DATA LISTING =
......
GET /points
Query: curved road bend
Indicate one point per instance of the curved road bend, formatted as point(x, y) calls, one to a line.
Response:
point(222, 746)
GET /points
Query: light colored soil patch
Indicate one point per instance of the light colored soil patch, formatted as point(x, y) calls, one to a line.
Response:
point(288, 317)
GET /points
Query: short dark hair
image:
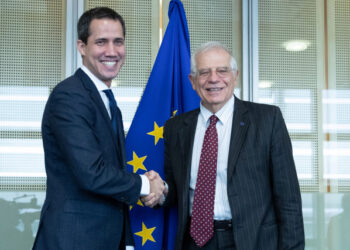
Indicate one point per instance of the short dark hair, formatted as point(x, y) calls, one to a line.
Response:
point(96, 13)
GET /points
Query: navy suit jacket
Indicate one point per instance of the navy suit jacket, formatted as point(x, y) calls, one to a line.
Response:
point(88, 188)
point(262, 184)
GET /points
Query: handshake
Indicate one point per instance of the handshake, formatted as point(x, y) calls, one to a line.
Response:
point(158, 191)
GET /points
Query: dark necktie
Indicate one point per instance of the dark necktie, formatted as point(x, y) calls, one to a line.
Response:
point(117, 124)
point(202, 221)
point(113, 109)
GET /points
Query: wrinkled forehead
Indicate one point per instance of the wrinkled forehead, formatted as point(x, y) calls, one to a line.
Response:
point(212, 58)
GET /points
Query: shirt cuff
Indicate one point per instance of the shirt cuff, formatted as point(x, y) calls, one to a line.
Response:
point(145, 188)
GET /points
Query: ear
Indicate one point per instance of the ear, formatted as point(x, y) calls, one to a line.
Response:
point(192, 79)
point(235, 77)
point(81, 46)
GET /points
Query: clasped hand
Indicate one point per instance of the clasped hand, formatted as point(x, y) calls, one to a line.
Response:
point(157, 190)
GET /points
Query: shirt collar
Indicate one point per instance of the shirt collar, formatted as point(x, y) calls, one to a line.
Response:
point(98, 83)
point(223, 114)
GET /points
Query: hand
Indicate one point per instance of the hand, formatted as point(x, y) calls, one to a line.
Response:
point(157, 189)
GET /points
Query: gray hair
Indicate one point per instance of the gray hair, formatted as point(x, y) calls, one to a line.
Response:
point(209, 46)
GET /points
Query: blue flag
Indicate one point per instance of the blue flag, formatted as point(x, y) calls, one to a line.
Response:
point(168, 93)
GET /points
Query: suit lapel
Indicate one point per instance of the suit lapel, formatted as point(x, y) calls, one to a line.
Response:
point(240, 124)
point(96, 98)
point(186, 138)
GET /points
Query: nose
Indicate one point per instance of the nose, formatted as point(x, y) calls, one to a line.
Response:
point(111, 49)
point(213, 77)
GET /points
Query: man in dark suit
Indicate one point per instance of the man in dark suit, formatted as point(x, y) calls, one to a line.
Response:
point(88, 188)
point(229, 166)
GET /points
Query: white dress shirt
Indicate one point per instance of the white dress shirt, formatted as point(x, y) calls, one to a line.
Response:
point(222, 209)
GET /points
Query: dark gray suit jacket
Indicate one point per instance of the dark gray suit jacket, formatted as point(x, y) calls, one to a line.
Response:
point(88, 188)
point(262, 184)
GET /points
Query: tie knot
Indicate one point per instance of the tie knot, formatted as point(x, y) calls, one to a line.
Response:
point(213, 120)
point(110, 97)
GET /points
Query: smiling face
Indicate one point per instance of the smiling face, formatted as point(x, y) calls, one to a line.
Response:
point(214, 81)
point(104, 52)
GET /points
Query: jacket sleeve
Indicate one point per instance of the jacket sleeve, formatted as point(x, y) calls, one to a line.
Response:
point(72, 118)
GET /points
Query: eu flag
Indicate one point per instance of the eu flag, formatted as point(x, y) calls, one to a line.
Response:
point(168, 93)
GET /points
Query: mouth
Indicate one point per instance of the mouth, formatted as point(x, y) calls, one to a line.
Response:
point(109, 63)
point(214, 89)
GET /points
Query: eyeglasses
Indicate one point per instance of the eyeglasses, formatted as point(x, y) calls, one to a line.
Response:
point(221, 72)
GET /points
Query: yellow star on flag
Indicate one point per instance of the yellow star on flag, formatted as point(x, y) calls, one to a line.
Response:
point(138, 203)
point(137, 162)
point(174, 113)
point(157, 133)
point(146, 234)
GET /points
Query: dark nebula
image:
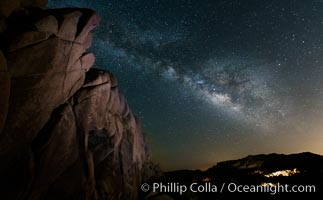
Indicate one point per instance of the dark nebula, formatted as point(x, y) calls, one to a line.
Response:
point(216, 80)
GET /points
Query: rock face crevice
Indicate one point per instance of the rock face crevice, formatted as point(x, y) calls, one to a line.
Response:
point(66, 131)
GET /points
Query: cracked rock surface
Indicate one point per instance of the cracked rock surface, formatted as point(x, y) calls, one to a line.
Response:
point(66, 131)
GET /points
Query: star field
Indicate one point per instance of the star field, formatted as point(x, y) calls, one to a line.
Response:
point(216, 80)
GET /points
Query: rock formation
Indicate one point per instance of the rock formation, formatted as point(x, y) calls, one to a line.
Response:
point(66, 131)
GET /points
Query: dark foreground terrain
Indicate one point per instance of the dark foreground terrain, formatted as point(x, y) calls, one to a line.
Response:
point(273, 176)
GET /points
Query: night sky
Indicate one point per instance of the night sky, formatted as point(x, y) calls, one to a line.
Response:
point(216, 80)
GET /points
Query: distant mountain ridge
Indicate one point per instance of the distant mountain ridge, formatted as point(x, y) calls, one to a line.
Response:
point(264, 170)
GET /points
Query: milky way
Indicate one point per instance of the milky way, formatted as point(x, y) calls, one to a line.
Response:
point(216, 80)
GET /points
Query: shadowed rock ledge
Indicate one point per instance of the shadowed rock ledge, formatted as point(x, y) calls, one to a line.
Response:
point(66, 132)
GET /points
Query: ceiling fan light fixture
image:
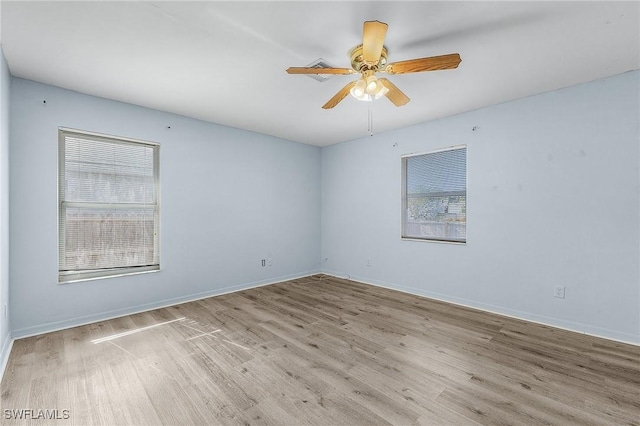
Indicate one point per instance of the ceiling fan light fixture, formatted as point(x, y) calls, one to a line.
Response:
point(380, 93)
point(359, 90)
point(372, 84)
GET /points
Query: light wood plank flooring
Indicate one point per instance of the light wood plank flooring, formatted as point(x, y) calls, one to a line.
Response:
point(321, 351)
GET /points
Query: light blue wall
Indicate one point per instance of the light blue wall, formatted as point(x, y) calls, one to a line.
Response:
point(229, 198)
point(553, 199)
point(5, 86)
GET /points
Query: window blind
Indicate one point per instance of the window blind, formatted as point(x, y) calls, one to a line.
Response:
point(435, 195)
point(108, 206)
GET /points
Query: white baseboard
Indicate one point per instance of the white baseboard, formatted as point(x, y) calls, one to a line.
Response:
point(602, 333)
point(21, 333)
point(4, 354)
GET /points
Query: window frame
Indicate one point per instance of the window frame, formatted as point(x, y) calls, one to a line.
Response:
point(405, 198)
point(65, 277)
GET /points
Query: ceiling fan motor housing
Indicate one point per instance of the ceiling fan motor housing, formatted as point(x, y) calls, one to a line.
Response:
point(358, 63)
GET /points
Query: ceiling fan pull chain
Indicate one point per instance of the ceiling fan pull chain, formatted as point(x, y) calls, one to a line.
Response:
point(370, 118)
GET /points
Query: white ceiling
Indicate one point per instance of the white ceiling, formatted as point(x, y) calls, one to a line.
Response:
point(225, 62)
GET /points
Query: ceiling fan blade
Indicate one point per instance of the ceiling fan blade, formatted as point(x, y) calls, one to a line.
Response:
point(373, 35)
point(339, 96)
point(433, 63)
point(313, 70)
point(394, 94)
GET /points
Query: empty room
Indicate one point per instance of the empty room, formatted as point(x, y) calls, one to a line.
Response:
point(319, 213)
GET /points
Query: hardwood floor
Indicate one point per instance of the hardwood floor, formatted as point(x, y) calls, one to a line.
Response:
point(320, 351)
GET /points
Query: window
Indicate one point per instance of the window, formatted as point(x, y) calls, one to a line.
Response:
point(434, 195)
point(108, 206)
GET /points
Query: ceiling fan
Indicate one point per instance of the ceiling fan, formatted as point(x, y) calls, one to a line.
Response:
point(371, 57)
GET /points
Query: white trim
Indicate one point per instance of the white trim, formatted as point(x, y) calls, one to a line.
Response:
......
WORK ORDER =
Within the material above, find the lines that contain the word "bend"; copy them.

RESPONSE =
Query: curved road bend
Indicate one point per instance of the curved road bend, formatted as point(x, y) calls, one to a line.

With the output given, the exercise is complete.